▶ [WHAT IS BEING ASKED]
Continue the devotional on Romans 8:31 below from where it stops, in the same voice.

▶ [GIVEN TEXT]
################
Originally written and published in The Grip January 2014.

Romans 8:31 says, “What shall we say about such wonderful things as these? If God is for us, who can ever be against us?” Minsters quote this all of the time. Heck, you’ve probably posted it as your Facebook status before. But, what does this truly mean? If God is for you, who can be against you? Does it mean exactly what it says? That, He is for you? Always? If this true, then that means ALL moments are for you. Because, God is in all moments.

That interruption in your day you weren’t expecting. That moment was for you. The cereal spilled all over the counter. That moment was for you. The trip back to your child’s school, because he forgot his lunch. That moment was for you. That busted pipe over the recent freeze. That moment was for you. Your spouse walking out the door and leaving you a single mother. That moment was for you.

That amazing sunset you paused to watch. That moment was for you. Witnessing the birth of your child. That moment was for you. Your littlest putting his nose to your nose and saying, “I love you, Mommy.” That moment was for you. Enjoying that incredible dinner with good friends. That moment was for you. Falling in love again. That moment was for you.
################
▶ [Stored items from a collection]
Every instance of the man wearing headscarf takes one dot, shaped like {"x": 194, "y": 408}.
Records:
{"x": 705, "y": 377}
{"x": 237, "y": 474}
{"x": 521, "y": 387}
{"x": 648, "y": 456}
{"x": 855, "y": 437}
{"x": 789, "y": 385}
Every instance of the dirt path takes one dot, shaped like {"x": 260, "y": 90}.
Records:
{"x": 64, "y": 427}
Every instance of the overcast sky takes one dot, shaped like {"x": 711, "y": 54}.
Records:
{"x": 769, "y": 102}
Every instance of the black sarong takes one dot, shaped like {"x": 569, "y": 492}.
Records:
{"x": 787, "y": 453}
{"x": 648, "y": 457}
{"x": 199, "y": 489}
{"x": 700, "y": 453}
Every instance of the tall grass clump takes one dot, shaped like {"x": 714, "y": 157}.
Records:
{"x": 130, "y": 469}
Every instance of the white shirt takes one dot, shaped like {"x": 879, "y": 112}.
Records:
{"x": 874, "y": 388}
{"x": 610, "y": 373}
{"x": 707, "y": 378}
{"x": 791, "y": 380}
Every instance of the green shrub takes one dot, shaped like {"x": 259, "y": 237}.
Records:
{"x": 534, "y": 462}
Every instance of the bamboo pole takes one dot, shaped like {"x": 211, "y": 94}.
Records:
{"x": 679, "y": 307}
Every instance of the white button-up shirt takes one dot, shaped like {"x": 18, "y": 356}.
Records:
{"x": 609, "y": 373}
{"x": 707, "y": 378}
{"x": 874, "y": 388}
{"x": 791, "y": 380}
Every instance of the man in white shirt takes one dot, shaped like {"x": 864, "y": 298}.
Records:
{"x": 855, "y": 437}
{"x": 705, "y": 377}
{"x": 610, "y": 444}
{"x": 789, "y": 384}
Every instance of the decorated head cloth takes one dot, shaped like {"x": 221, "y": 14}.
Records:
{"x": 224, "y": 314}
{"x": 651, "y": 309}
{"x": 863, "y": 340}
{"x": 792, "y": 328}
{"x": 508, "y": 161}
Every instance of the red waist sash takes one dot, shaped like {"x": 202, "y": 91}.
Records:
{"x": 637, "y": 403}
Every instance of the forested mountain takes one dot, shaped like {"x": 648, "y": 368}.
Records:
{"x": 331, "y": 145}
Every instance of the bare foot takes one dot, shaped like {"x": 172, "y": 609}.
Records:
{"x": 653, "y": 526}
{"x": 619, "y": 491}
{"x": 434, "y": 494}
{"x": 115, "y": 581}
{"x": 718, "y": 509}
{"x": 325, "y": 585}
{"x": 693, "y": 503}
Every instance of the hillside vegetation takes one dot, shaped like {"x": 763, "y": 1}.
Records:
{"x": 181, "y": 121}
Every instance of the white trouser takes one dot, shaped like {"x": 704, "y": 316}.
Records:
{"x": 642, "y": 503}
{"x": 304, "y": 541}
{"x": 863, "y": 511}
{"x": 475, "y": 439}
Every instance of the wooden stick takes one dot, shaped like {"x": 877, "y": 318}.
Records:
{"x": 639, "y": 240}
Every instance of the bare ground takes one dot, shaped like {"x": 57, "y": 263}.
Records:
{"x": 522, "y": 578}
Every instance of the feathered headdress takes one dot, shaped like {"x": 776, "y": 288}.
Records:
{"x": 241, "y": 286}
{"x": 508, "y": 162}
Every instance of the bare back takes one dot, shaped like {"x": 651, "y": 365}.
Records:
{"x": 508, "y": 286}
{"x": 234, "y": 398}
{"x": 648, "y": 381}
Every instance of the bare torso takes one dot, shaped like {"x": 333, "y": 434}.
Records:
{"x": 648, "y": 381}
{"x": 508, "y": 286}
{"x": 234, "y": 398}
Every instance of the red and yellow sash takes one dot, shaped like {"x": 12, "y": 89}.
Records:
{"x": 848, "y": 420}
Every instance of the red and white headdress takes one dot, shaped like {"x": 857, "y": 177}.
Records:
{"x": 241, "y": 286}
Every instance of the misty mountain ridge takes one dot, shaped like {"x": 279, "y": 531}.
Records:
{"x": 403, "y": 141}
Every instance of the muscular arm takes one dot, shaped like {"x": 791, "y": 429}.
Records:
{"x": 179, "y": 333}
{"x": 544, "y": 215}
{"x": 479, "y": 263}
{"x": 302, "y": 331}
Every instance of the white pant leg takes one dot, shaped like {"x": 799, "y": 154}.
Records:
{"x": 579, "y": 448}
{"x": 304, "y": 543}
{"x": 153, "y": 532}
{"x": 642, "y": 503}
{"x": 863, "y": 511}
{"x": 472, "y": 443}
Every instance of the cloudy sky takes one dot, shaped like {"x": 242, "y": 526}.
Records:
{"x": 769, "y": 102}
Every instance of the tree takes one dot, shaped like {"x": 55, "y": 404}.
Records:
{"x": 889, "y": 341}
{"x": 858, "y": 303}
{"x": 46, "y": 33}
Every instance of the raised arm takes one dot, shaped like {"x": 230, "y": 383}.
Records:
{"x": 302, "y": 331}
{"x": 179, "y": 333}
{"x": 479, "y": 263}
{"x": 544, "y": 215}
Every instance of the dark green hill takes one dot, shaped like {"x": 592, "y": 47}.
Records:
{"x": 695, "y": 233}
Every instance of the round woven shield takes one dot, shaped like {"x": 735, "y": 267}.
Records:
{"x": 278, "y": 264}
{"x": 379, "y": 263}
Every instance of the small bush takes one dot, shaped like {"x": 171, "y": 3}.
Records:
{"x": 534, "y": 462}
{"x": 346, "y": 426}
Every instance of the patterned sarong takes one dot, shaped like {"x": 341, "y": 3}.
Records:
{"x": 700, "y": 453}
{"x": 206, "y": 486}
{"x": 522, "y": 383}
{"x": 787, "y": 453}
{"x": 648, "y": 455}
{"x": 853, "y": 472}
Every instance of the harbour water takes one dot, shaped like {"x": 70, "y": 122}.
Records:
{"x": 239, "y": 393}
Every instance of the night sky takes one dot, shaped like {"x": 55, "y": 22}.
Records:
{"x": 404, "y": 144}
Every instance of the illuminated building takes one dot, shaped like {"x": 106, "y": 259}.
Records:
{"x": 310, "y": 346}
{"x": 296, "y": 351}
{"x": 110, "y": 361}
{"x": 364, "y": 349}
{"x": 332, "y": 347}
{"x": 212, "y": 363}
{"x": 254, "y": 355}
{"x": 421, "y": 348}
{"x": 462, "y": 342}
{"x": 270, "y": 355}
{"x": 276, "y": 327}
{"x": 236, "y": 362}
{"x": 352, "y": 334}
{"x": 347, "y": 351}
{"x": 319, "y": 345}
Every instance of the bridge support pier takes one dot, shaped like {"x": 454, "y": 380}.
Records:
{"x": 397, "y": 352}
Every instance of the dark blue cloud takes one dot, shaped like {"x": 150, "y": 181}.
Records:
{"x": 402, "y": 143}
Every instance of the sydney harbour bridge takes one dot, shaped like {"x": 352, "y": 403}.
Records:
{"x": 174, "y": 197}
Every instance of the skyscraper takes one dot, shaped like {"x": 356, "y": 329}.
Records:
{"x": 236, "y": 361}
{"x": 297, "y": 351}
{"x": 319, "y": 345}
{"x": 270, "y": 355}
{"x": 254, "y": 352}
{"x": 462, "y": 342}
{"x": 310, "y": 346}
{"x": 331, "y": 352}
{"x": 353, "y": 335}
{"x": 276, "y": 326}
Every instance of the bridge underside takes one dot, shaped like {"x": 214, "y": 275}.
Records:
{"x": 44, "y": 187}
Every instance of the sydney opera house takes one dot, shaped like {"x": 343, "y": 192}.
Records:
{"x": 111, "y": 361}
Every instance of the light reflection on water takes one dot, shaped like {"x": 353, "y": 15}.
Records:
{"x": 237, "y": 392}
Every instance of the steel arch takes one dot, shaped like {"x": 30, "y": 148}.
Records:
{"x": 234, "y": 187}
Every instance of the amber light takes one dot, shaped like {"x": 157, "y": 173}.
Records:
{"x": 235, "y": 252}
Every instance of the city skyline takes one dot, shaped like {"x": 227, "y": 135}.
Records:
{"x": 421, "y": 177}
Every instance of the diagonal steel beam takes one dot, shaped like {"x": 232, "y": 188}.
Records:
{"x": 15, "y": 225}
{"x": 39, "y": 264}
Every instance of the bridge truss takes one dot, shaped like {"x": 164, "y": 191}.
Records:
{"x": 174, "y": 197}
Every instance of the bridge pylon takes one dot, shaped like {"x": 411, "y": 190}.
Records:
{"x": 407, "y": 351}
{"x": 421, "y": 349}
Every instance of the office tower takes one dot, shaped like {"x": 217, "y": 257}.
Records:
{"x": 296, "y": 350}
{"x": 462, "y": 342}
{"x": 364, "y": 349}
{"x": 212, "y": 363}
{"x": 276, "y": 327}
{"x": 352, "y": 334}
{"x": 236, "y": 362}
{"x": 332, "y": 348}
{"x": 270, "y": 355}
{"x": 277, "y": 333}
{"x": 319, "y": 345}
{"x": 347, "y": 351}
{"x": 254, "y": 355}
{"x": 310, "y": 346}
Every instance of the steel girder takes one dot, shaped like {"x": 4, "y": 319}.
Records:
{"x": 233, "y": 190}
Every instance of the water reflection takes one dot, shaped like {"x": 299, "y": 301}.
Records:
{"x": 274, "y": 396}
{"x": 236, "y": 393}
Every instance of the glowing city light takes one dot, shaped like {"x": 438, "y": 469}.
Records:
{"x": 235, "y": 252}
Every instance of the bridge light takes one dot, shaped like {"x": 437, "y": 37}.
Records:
################
▶ [ANSWER TO THE TASK]
It doesn’t mean God caused any of the difficult circumstances. But, He as certainly been in them. And, in all moments. Because, He is for you. And, when you can wrap your head around the fact that if God is for you, then all moments are for you….then, you can learn to say, “Nothing goes wrong in my world.” But, all moments have been for me. On Christmas Day, when my husband and I realized our hot water had been leaking and ruined our downstairs floors….Neither of us became upset. Neither of us said, “We can’t catch a break” or “just our luck.” Neither of us felt attacked by a devil. It’s just life. Things break. And, instead of focusing on that inconvenience, our thoughts turned to gratitude for a wonderful first Christmas on our farm. When my oldest had a lot of questions about his dad leaving, I explained to him that if his dad could go back, he would make a different choice. He responded, “I wouldn’t want him to. Because, then I wouldn’t have my Daddy Kris and my little sister and brother.” Oh, if we could all see life’s moments as a child.

My most difficult moments have been my greatest teachers on forgiveness. My most beautiful moments have been my greatest teachers on thankfulness. And, I know He has been in them all. Because, He is always, always for me. And, He is always for you.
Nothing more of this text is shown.